[Obiettivo A]
Indica se ciascuna affermazione concorda con l'estratto sul primo giorno in Alfa. Rispondi sì o no e cita alla lettera le parole dell'estratto che lo stabiliscono.
(i) Il treno preso quella mattina partiva dalla stazione di Saronno alle 7,15.
(ii) Prima di entrare in Alfa Romeo chi racconta lavorava presso una società con sede a Milano.
(iii) Quella mattina chi racconta sapeva già quale sarebbe stato il proprio lavoro.

[Estratto della pagina]

▼▼▼

Il mio primo giorno in Alfa

Il 3 gennaio del 1972 era una mattinata fredda e limpida. Fino al venerdì precedente avevo lavorato presso una società di distribuzione con sede a Saronno dove mi occupavo di contabilità. Ricordo che quando dissi al mio capo che me ne andavo per entrare in Alfa Romeo mi guardò con aria di ammirazione e mi disse: “E’ fortunata, signora. L’Alfa Romeo è la punta di diamante di tutte le industrie della Lombardia, è una casa gloriosa... fa delle macchine che sono la fine del mondo...”. Gli risposi che lo sapevo bene e che, andando a lavorare in Alfa, realizzavo il sogno della mia vita.
Quella mattina presi il treno delle 7,15 che partiva dalla stazione di Saronno. Era affollatissimo, pieno di ragazzi che andavano a scuola a Milano. Sentivo le loro voci, ma non ascoltavo; pensavo che per me stava cominciando una nuova vita, forse meno “comoda” di quella a cui avevo appena rinunciato con il lavoro sotto casa per andare ad infilarmi in una Milano piena di traffico, di freddo e di smog. Inoltre, non sapevo ancora che cosa avrei dovuto fare, quale sarebbe stato il mio lavoro; sapevo solo che sarei entrata nella Direzione Assistenza Scuola.

▲▲▲

[Obiettivo B] Riscrivi il tratto delle righe di dati che si apre con la riga contenente "TARGET: the pine tree" e si chiude con l'ultima riga di dati, estremi inclusi, comprese le richieste. Sposta ogni coordinata delle risposte aggiungendo 62 sia a x sia a y.

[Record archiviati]
▼▼▼

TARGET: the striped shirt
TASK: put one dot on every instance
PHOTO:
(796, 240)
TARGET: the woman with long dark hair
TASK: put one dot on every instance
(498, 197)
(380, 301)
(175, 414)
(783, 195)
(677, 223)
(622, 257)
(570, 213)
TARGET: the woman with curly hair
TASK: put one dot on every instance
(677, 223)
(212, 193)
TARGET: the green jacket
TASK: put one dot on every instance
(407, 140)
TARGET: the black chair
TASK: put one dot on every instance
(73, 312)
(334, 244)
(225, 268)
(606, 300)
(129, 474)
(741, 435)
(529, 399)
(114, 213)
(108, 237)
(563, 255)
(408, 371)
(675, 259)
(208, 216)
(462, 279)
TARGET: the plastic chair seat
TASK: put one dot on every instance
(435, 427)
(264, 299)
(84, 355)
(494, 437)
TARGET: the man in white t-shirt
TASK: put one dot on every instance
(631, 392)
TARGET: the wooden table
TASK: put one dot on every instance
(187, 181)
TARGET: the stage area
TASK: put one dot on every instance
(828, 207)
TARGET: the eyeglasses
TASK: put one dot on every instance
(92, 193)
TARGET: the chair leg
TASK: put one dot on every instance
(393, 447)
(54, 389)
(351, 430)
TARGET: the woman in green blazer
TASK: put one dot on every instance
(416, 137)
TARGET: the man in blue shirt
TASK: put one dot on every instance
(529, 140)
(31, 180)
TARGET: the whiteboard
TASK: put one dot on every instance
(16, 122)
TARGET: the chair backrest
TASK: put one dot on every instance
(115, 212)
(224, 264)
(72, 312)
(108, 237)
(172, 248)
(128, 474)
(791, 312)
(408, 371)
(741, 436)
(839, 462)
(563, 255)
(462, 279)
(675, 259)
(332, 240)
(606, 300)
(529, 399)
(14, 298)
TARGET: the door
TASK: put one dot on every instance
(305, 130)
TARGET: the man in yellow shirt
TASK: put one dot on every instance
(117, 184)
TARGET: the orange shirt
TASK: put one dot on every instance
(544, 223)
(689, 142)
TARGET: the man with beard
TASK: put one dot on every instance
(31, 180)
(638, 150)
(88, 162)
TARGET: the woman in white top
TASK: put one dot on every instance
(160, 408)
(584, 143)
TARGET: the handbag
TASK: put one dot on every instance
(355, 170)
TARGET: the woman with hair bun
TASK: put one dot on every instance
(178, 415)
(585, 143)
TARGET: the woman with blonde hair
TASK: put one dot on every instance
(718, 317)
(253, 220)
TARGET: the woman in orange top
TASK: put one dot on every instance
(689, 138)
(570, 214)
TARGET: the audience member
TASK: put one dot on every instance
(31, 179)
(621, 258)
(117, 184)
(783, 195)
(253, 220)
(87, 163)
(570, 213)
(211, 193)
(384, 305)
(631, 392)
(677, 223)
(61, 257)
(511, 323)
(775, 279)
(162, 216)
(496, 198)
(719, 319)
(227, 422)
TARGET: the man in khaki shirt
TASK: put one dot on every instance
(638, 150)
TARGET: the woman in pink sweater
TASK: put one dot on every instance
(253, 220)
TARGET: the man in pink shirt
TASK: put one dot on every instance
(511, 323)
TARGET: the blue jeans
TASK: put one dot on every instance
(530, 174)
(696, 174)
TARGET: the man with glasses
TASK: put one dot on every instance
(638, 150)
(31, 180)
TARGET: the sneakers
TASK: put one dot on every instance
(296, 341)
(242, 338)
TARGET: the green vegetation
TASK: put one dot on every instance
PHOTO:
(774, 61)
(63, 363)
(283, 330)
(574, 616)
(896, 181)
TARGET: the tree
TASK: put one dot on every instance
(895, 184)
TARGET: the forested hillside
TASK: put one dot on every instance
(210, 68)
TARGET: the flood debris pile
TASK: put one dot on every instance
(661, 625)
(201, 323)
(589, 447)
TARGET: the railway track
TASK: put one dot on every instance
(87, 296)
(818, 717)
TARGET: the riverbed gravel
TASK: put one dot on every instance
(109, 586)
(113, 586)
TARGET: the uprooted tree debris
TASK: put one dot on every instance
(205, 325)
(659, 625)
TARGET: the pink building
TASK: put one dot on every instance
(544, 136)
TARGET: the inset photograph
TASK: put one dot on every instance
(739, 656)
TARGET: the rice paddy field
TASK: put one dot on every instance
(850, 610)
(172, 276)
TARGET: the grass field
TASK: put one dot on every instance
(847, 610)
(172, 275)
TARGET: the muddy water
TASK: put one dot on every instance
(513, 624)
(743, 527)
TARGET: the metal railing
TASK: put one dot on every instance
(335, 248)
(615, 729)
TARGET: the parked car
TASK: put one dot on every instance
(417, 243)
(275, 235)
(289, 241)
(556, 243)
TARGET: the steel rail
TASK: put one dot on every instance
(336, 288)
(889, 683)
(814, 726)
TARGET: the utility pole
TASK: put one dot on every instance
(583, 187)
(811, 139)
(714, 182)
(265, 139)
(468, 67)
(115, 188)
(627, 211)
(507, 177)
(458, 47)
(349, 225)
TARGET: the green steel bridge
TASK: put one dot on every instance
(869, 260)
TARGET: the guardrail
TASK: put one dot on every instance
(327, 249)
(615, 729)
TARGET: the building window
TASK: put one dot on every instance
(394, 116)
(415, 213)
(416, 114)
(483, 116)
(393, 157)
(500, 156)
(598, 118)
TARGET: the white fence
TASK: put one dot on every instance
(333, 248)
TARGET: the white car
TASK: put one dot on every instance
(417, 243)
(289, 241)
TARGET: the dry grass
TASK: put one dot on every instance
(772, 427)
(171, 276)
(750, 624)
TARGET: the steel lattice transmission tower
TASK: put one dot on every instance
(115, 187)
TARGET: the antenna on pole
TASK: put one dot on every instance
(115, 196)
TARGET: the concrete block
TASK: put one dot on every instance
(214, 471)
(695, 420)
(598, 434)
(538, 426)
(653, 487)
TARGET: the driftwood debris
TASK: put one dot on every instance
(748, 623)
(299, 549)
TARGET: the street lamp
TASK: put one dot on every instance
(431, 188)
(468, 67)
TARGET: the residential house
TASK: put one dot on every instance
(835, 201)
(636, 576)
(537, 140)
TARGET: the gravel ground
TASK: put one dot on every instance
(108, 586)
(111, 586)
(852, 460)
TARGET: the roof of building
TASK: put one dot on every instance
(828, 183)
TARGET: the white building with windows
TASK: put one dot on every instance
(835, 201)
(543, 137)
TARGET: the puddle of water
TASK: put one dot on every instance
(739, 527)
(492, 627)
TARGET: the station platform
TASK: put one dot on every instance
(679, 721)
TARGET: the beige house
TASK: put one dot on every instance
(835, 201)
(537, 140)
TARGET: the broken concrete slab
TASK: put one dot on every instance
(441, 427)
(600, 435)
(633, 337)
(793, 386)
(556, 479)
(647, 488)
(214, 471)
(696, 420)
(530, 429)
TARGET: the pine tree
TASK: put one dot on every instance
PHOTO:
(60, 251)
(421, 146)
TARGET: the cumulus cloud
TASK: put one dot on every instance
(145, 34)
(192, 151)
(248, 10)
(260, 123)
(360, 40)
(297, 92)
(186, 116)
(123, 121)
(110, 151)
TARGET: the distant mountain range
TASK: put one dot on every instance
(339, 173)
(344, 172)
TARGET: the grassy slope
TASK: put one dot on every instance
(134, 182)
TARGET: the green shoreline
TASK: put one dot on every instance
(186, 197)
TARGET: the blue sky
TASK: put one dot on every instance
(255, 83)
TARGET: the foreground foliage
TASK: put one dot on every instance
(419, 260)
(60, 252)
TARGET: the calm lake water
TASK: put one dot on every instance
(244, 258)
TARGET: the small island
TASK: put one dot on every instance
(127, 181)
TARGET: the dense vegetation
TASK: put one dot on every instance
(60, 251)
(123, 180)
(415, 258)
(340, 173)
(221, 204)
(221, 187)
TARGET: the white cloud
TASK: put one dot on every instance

▲▲▲

[Soluzione esercizio A]
(i) Sì: "presi il treno delle 7,15 che partiva dalla stazione di Saronno".
(ii) No: "avevo lavorato presso una società di distribuzione con sede a Saronno".
(iii) No: "non sapevo ancora che cosa avrei dovuto fare, quale sarebbe stato il mio lavoro".

[Soluzione esercizio B]
TARGET: the pine tree
TASK: put one dot on every instance
PHOTO:
(122, 313)
(483, 208)
TARGET: the cumulus cloud
TASK: put one dot on every instance
(207, 96)
(254, 213)
(310, 72)
(322, 185)
(422, 102)
(359, 154)
(248, 178)
(185, 183)
(172, 213)
TARGET: the distant mountain range
TASK: put one dot on every instance
(401, 235)
(406, 234)
TARGET: the grassy slope
TASK: put one dot on every instance
(196, 244)
TARGET: the green shoreline
TASK: put one dot on every instance
(248, 259)
TARGET: the blue sky
TASK: put one dot on every instance
(317, 145)
TARGET: the foreground foliage
TASK: put one dot on every instance
(481, 322)
(122, 314)
TARGET: the calm lake water
TASK: put one dot on every instance
(306, 320)
TARGET: the small island
TASK: put one dot on every instance
(189, 243)
TARGET: the dense vegetation
TASK: put one dot on every instance
(122, 313)
(185, 242)
(477, 320)
(402, 235)
(283, 266)
(283, 249)
TARGET: the white cloud
TASK: put one dot on every instance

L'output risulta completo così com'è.